- EXERCISE BRIEF:
Please copy the items below, switching every "innermost" to "central" and keeping everything else the same.

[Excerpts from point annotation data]
■ ■ ■ ■

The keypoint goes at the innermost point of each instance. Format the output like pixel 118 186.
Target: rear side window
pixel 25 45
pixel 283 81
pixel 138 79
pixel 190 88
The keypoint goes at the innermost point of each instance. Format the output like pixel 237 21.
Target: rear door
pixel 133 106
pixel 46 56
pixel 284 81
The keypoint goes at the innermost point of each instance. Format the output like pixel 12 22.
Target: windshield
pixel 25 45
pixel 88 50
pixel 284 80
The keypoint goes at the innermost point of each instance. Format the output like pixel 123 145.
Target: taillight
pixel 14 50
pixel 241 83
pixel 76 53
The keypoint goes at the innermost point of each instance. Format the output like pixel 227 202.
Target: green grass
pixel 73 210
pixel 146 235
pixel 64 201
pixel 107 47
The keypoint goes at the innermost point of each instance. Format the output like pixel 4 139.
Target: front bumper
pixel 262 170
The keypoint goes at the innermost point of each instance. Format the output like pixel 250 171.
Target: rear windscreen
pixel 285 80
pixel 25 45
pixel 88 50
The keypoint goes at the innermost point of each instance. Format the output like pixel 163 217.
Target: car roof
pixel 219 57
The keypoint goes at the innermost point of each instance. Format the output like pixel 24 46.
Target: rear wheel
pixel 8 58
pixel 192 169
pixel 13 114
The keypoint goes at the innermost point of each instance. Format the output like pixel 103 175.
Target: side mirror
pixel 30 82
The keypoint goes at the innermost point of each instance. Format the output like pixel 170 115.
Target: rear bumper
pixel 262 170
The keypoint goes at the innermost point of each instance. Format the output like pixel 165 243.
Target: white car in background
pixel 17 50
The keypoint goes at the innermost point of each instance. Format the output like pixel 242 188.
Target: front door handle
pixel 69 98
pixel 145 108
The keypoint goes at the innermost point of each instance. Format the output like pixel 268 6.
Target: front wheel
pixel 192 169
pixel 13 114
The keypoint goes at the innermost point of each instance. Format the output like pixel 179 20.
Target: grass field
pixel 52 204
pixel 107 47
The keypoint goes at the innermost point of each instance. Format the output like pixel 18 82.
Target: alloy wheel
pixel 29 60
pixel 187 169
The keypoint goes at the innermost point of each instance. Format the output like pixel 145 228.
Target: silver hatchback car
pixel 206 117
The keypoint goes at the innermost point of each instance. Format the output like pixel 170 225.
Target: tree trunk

■ ■ ■ ■

- RESULT:
The keypoint goes at the central point of each instance. Format the output like pixel 118 186.
Target: rear side window
pixel 25 45
pixel 283 81
pixel 138 79
pixel 190 88
The keypoint goes at the central point of each instance. Format the output like pixel 237 21.
Target: rear door
pixel 133 106
pixel 46 56
pixel 284 81
The keypoint goes at the central point of each instance. Format the output like pixel 12 22.
Target: windshield
pixel 25 45
pixel 88 50
pixel 284 80
The keypoint goes at the central point of each instance. Format the output like pixel 123 145.
Target: taillight
pixel 14 50
pixel 241 83
pixel 76 53
The keypoint goes at the central point of each instance. Format the output like pixel 227 202.
Target: green grass
pixel 73 210
pixel 146 235
pixel 64 201
pixel 107 47
The keypoint goes at the central point of each instance. Format the output like pixel 4 139.
Target: front bumper
pixel 262 170
The keypoint goes at the central point of each instance. Format the output like pixel 250 171.
Target: rear windscreen
pixel 285 80
pixel 25 45
pixel 88 50
The keypoint goes at the central point of each instance. Format the output like pixel 163 217.
Target: car roof
pixel 219 57
The keypoint goes at the central point of each instance. Format the output like pixel 24 46.
Target: rear wheel
pixel 8 58
pixel 192 169
pixel 13 114
The keypoint goes at the central point of each instance. Format the output like pixel 103 175.
Target: side mirror
pixel 30 82
The keypoint goes at the central point of each instance. Format the output like pixel 170 115.
Target: rear bumper
pixel 262 170
The keypoint goes at the central point of each instance. Format the output like pixel 165 243.
Target: white car in background
pixel 17 50
The keypoint goes at the central point of each instance. Format the output like pixel 242 188.
Target: front door handle
pixel 69 98
pixel 145 108
The keypoint goes at the central point of each instance. Format the output like pixel 268 6.
Target: front wheel
pixel 192 169
pixel 13 114
The keypoint goes at the central point of each instance. Format the output like pixel 179 20.
Target: grass field
pixel 52 204
pixel 107 47
The keypoint goes at the central point of each instance. Format the output like pixel 18 82.
Target: alloy wheel
pixel 29 60
pixel 187 169
The keypoint goes at the central point of each instance. Format the output like pixel 145 228.
Target: silver hatchback car
pixel 206 117
The keypoint goes at the central point of each instance. Format the output like pixel 170 225.
Target: tree trunk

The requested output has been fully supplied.